◆ **What is required**: Pull out every line of the items below that contains the word "player", and copy each one. Case counts.

◆ **Given records**:
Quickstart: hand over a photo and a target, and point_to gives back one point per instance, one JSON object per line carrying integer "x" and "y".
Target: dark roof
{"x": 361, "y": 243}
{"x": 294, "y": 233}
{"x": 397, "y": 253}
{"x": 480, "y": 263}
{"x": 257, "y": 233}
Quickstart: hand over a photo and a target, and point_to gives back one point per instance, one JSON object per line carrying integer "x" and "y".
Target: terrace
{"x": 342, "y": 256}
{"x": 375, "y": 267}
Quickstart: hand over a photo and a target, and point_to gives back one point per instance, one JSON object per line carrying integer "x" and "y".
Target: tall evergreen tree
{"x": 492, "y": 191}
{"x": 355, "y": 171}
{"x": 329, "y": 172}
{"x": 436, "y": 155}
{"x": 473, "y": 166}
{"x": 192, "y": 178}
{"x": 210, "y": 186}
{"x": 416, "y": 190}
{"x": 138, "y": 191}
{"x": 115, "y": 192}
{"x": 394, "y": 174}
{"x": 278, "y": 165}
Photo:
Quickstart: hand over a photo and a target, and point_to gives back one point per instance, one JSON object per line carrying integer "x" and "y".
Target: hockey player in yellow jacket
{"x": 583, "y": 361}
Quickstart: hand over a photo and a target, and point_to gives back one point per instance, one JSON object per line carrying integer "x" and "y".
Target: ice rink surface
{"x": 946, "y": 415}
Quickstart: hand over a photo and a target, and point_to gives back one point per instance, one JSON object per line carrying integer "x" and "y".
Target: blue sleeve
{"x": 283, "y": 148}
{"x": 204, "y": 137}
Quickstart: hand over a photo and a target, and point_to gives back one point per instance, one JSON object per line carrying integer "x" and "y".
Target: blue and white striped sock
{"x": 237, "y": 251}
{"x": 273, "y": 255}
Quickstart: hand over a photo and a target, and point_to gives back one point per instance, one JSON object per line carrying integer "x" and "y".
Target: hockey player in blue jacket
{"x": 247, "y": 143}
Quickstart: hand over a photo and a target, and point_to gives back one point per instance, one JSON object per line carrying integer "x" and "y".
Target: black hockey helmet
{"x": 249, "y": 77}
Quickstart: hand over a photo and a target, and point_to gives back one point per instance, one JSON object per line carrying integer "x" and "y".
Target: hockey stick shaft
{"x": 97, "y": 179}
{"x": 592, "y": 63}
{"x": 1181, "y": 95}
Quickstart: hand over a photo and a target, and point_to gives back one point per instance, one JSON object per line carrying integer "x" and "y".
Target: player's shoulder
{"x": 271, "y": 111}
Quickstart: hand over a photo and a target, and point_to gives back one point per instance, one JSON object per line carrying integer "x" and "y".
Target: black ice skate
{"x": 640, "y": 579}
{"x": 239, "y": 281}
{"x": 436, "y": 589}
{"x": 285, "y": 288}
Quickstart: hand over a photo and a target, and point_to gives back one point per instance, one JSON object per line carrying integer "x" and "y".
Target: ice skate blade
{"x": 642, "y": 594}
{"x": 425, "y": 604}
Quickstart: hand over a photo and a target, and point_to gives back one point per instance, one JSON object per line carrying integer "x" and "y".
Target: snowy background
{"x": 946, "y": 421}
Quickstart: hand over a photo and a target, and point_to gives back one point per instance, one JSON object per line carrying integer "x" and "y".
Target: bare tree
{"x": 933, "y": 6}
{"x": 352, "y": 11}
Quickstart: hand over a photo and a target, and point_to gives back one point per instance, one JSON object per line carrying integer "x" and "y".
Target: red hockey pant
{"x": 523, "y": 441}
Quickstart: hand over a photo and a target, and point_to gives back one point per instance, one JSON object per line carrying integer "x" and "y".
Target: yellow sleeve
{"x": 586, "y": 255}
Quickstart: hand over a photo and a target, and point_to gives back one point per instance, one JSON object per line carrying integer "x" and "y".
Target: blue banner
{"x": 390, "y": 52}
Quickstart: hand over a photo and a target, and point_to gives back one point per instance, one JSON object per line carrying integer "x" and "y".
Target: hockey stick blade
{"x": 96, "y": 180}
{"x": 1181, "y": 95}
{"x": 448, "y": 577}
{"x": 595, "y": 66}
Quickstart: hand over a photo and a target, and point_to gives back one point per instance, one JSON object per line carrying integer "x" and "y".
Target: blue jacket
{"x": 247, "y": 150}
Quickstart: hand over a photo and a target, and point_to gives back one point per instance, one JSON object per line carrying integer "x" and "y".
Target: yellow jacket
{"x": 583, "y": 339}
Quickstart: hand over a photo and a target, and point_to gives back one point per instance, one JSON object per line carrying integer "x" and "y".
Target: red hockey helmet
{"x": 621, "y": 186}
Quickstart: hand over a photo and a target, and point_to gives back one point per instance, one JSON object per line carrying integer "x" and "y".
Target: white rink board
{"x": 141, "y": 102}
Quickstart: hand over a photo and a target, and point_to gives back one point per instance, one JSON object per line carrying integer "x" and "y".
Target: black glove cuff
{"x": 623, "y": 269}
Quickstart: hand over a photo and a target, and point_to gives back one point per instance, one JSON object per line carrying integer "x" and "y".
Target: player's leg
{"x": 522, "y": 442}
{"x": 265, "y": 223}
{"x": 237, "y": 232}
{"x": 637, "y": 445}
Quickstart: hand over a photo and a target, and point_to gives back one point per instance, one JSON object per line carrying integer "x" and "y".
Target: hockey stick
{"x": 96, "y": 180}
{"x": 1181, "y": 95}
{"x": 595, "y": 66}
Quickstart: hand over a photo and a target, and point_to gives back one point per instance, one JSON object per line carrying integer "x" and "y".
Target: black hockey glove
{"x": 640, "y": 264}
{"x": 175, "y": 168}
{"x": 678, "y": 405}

◆ **Solution**:
Target: hockey player in yellow jacket
Target: hockey player in blue jacket
Target: player's shoulder
Target: player's leg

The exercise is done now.